[Opening Records supplied section]
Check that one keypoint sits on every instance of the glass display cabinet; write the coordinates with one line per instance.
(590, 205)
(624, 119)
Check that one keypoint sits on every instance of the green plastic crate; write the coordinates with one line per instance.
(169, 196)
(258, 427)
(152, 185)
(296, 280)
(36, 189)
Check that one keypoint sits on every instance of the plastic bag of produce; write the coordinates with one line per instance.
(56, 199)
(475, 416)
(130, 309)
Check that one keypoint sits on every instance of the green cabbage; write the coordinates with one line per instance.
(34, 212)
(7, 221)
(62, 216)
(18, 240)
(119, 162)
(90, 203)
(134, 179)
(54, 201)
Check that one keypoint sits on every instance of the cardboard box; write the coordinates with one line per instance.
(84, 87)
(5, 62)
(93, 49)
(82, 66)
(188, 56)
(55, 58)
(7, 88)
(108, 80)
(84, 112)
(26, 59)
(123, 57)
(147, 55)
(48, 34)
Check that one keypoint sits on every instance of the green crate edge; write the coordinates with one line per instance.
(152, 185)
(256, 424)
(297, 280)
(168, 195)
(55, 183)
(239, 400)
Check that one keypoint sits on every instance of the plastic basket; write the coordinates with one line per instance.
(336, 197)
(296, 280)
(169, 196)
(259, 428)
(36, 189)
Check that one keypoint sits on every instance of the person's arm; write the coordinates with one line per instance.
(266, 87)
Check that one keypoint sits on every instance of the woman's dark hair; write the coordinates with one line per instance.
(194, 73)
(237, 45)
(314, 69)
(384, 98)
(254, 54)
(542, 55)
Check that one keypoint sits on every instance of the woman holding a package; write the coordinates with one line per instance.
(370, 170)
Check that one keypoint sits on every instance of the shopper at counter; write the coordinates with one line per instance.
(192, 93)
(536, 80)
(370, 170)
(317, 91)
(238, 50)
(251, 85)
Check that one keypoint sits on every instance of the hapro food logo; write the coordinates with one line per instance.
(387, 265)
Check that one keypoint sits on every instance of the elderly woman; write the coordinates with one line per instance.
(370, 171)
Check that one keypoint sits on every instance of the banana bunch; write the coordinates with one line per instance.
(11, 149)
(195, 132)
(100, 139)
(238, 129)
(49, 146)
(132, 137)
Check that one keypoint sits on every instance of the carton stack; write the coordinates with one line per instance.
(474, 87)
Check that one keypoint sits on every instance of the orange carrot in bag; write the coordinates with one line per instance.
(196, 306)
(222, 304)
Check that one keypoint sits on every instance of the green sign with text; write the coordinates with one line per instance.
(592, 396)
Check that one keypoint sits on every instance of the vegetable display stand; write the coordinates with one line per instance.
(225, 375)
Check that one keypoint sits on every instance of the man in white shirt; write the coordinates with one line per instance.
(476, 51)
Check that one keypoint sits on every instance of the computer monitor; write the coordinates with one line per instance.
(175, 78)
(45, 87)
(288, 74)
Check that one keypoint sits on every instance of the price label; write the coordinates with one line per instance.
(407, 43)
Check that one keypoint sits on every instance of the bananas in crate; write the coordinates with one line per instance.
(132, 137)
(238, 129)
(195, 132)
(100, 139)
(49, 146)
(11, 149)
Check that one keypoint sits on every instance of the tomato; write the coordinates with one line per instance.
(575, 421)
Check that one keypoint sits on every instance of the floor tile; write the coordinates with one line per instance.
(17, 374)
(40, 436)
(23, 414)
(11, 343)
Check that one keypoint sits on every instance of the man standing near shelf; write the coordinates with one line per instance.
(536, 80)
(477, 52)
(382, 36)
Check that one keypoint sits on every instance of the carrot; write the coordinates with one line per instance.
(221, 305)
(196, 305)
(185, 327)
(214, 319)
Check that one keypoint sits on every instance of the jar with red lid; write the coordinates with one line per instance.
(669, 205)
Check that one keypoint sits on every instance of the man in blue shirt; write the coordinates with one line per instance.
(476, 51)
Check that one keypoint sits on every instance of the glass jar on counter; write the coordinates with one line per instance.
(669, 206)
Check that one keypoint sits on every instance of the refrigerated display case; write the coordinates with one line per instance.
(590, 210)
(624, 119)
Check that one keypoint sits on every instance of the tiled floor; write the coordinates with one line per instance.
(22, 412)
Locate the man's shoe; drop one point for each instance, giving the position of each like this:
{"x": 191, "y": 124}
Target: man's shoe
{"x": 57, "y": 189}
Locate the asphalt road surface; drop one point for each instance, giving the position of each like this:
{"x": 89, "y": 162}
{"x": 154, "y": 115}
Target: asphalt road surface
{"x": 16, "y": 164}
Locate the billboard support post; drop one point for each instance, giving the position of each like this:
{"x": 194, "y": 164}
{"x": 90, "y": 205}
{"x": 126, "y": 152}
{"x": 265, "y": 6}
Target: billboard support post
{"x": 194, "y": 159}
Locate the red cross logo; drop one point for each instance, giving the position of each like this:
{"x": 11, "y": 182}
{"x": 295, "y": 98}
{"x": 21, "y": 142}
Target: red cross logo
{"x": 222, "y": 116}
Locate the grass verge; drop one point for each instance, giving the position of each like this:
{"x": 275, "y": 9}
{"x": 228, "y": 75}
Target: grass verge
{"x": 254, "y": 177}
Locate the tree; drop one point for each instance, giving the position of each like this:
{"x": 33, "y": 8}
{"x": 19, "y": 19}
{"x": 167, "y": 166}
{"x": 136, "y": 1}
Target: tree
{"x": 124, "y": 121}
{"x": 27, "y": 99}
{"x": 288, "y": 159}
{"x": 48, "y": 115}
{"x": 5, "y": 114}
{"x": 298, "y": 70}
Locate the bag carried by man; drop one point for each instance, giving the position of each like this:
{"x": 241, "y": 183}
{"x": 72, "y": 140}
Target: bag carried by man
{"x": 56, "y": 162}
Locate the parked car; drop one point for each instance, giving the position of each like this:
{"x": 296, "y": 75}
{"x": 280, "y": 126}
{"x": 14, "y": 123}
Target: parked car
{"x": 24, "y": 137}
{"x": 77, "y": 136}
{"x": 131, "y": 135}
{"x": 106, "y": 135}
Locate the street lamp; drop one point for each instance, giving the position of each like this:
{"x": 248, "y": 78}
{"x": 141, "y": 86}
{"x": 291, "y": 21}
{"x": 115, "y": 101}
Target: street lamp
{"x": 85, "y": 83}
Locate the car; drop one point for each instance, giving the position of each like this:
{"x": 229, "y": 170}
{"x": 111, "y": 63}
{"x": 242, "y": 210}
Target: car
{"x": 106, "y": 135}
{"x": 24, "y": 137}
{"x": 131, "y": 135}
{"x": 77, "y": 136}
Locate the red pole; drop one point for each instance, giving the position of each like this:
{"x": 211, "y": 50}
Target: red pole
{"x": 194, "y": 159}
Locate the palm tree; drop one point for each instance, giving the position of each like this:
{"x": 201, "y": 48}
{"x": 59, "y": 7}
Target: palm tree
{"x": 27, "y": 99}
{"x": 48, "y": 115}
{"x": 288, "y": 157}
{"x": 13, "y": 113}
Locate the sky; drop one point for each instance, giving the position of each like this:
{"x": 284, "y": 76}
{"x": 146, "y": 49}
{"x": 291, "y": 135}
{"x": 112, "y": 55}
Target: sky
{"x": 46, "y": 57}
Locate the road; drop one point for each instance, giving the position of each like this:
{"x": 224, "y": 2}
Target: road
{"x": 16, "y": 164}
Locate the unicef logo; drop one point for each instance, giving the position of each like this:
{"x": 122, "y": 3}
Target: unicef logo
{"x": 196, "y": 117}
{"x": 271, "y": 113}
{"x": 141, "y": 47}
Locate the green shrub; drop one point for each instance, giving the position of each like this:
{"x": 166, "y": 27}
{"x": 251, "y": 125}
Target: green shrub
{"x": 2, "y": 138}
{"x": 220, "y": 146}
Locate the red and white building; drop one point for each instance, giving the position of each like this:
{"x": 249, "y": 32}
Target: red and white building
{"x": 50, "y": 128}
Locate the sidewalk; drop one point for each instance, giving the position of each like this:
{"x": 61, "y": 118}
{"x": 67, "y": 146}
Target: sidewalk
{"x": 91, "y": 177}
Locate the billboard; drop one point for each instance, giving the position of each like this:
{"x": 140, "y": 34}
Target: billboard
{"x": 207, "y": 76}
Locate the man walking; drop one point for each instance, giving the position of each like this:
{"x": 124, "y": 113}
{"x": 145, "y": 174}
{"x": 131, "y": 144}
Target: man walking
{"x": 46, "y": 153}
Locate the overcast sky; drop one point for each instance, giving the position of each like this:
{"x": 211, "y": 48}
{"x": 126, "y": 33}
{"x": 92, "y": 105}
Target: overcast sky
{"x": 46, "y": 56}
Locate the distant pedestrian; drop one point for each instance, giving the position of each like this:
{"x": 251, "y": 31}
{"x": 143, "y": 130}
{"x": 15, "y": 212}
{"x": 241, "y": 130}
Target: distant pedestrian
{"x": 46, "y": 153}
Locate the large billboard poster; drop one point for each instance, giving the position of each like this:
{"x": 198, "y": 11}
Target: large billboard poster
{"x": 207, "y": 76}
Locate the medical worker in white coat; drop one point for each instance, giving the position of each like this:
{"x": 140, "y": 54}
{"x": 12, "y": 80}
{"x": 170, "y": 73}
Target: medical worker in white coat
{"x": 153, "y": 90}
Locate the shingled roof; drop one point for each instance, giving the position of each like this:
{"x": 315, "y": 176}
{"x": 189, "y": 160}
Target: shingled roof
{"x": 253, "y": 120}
[Closing Records supplied section]
The lines to output run from the one containing "Target: large billboard poster" to the last line of the entries; give them back exactly.

Target: large billboard poster
{"x": 207, "y": 76}
Locate the medical worker in white coat; drop one point for each instance, giving the position of each like this:
{"x": 140, "y": 54}
{"x": 12, "y": 80}
{"x": 170, "y": 73}
Target: medical worker in white coat
{"x": 153, "y": 90}
Locate the shingled roof; drop one point for each instance, giving the position of each like this:
{"x": 315, "y": 176}
{"x": 189, "y": 160}
Target: shingled roof
{"x": 253, "y": 120}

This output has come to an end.